# [What is expected]
Find the line that contains "Can you spot the stone building". Restate it and each following line exactly, through the end of the records.

[Saved entries]
◆ ◆ ◆ ◆ ◆
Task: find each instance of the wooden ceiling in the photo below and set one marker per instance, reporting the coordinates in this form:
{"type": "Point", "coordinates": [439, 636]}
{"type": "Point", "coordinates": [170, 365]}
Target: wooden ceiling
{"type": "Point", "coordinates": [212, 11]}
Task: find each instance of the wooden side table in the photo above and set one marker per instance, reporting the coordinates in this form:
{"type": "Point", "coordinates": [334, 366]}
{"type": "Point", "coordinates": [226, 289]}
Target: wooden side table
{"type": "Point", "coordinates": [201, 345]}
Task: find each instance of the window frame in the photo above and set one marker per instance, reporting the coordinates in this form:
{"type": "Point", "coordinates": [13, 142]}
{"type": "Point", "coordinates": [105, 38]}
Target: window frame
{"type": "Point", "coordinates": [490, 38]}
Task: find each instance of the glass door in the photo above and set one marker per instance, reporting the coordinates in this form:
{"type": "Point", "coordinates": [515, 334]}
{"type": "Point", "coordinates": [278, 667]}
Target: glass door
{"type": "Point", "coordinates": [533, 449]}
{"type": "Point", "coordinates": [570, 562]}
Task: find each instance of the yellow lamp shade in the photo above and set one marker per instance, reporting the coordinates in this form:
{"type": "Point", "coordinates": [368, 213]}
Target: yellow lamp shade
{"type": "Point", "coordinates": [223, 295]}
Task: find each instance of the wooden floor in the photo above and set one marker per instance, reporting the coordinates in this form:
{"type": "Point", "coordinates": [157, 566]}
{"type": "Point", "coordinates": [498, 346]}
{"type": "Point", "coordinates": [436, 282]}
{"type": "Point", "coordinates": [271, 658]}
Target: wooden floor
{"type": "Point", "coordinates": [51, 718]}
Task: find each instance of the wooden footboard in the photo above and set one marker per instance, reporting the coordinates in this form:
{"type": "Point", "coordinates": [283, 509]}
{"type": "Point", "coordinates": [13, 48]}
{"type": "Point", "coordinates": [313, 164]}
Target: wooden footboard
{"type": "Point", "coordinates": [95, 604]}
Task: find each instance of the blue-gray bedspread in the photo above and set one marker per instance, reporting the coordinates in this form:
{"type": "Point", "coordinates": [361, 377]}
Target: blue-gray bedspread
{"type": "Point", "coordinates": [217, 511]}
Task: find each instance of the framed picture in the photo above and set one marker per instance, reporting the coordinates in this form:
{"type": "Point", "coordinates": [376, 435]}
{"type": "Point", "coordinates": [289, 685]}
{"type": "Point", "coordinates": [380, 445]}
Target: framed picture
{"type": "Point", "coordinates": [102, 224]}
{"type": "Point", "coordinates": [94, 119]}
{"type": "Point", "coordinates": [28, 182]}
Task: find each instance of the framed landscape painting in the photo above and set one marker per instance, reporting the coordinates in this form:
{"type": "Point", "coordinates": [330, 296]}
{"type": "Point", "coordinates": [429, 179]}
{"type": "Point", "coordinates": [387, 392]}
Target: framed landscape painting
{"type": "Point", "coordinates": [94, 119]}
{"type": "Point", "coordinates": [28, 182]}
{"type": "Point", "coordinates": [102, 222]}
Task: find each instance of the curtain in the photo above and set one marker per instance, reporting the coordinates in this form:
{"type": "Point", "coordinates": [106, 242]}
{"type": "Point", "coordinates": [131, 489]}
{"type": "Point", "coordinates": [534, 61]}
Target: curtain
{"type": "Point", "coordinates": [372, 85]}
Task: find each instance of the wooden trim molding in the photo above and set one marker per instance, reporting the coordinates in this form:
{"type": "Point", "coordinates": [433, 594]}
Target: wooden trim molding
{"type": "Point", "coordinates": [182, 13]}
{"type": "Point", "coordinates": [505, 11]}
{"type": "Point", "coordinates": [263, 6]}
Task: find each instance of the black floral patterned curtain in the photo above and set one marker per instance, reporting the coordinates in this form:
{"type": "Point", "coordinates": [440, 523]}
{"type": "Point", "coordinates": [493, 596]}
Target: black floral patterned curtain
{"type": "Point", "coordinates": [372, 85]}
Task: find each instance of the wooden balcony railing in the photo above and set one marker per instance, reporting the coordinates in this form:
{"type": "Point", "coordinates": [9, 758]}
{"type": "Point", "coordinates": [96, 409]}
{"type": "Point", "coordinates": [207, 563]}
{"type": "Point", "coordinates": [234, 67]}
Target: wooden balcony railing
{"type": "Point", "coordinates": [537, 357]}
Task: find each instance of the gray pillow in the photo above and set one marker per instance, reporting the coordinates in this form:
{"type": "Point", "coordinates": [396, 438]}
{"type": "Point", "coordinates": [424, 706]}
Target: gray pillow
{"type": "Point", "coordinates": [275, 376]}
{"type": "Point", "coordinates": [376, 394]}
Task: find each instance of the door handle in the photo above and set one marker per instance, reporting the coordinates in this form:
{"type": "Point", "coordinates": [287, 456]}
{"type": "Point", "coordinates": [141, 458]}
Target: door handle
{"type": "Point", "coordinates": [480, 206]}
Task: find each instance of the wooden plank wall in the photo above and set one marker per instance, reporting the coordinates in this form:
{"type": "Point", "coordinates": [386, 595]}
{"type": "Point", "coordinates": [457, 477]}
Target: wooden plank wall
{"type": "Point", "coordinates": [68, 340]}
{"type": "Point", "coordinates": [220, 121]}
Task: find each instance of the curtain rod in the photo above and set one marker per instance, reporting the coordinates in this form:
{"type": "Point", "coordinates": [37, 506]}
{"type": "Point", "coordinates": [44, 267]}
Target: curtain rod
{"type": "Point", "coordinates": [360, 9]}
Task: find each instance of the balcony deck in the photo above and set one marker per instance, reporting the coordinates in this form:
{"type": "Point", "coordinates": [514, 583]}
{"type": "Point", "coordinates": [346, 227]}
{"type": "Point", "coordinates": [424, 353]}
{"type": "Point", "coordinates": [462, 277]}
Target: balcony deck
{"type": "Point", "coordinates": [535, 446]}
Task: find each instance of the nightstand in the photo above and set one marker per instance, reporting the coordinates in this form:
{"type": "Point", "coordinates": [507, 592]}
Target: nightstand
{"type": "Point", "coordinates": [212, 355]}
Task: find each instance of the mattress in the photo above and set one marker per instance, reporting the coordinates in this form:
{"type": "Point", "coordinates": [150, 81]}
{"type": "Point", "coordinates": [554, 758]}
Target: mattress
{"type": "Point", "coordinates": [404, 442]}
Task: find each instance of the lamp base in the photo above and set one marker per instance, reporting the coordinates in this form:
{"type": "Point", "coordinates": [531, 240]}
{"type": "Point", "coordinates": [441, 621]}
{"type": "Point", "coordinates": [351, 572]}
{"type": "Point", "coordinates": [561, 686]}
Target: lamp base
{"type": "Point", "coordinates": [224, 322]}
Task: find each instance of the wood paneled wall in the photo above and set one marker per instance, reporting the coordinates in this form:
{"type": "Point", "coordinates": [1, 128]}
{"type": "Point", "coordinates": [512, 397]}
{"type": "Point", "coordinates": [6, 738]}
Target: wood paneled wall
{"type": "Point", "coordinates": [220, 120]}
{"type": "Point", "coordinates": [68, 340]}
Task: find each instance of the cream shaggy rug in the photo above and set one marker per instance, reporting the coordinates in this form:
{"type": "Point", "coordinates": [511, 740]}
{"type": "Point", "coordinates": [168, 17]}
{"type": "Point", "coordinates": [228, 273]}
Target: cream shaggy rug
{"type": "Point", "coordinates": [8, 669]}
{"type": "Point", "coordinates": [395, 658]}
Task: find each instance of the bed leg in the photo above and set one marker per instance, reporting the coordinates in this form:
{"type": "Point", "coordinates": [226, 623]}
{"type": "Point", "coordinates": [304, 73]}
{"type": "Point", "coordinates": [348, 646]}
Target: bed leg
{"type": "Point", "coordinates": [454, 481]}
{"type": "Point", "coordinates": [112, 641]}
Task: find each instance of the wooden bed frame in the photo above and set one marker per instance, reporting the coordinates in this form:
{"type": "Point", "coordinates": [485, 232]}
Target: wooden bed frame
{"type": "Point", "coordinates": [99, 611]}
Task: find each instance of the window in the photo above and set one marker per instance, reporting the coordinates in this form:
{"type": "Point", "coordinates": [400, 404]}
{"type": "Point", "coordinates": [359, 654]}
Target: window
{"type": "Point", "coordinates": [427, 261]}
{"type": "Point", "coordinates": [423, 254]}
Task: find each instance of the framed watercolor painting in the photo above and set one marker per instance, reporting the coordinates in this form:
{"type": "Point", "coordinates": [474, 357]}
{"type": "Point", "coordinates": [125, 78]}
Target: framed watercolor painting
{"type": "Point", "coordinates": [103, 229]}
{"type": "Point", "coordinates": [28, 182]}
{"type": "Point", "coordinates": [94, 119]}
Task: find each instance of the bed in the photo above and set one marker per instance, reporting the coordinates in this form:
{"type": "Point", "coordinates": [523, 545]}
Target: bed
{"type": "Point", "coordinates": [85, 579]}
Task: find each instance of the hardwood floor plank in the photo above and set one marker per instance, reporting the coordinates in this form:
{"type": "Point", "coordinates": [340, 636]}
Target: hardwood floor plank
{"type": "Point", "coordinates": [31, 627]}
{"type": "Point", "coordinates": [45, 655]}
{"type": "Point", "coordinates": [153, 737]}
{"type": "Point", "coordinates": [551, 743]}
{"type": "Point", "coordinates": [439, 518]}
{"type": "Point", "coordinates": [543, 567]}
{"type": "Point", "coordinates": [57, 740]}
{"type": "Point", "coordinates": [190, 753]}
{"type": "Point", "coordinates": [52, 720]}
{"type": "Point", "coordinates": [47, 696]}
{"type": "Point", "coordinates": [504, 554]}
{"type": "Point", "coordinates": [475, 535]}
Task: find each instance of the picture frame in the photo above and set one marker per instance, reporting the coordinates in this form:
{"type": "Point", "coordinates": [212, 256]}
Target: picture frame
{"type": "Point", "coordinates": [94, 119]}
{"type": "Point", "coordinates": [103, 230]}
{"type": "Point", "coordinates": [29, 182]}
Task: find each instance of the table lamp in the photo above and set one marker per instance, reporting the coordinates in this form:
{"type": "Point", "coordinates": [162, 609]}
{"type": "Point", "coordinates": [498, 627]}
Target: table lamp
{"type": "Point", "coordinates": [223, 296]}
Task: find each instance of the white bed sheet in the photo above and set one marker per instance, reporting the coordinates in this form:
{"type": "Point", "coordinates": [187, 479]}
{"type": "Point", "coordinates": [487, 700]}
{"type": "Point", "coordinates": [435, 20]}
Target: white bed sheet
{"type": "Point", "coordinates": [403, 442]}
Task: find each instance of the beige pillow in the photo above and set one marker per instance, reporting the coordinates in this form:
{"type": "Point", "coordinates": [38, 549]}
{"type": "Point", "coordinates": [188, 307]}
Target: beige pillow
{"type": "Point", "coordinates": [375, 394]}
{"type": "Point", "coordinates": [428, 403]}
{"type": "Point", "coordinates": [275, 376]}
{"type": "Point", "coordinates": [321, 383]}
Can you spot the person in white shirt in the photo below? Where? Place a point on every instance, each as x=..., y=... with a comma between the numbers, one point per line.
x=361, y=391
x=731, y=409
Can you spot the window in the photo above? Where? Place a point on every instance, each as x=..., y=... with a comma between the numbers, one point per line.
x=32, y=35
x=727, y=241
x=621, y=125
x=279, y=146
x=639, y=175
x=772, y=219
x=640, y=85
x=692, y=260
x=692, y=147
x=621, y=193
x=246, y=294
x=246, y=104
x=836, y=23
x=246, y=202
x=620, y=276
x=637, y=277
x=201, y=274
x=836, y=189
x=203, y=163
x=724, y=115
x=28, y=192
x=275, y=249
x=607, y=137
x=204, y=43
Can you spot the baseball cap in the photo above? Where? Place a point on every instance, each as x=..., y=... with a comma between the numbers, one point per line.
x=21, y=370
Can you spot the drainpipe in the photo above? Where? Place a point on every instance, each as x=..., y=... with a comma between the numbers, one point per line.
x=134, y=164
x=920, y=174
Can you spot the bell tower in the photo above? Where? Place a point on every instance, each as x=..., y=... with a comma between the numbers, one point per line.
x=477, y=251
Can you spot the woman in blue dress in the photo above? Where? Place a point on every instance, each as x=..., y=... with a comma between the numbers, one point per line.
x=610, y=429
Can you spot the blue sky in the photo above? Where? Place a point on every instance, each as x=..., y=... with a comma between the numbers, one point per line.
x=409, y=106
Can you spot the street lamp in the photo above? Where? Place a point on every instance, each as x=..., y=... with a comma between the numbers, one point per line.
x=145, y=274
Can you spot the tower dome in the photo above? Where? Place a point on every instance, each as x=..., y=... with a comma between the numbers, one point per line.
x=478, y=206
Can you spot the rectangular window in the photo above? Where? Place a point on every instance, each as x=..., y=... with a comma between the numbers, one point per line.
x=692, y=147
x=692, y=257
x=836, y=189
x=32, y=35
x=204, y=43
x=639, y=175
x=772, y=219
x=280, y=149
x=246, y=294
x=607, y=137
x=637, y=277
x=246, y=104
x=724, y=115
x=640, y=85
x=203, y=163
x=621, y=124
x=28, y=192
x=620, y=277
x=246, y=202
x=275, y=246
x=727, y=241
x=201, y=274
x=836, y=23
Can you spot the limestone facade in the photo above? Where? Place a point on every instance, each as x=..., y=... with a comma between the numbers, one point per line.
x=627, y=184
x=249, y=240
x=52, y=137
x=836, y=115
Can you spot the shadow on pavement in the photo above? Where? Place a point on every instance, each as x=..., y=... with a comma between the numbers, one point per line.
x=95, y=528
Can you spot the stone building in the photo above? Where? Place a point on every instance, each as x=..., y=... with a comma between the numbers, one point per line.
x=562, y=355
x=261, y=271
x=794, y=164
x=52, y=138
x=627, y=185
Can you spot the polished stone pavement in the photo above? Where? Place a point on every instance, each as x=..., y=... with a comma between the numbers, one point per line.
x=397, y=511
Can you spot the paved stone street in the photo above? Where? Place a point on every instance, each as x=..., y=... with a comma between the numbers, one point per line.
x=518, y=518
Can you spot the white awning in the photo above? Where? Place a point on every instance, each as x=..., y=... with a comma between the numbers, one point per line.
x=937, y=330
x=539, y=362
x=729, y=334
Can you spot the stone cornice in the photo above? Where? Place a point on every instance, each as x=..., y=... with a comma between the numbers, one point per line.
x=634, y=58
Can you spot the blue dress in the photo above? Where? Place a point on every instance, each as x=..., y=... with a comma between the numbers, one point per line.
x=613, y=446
◆ ◆ ◆ ◆ ◆
# [Written solution]
Can you spot the stone building in the photo above? Where? Place a point on every instance, each as x=..., y=... with a comma between the numbers, one point per line.
x=562, y=355
x=261, y=271
x=794, y=164
x=52, y=138
x=627, y=185
Can you spot the polished stone pavement in the photo above? Where? Place a point on every instance, each as x=..., y=... with a comma between the numbers, one point per line.
x=397, y=511
Can you spot the paved stone street in the photo above? Where? Place a point on every instance, each as x=..., y=... with a comma between the numbers, one point per line.
x=518, y=518
Can you spot the white awning in the photo above? Where? Place a point on every instance, each as x=..., y=... with a comma between the numbers, one point per line.
x=937, y=330
x=539, y=362
x=729, y=334
Can you spot the stone cornice in the photo above? Where? Place a point on every instance, each as x=..., y=... with a comma between the numbers, one point per line.
x=634, y=58
Can you spot the blue dress in the photo above? Where? Place a point on every instance, each as x=..., y=... with a comma between the numbers, one point per line.
x=613, y=446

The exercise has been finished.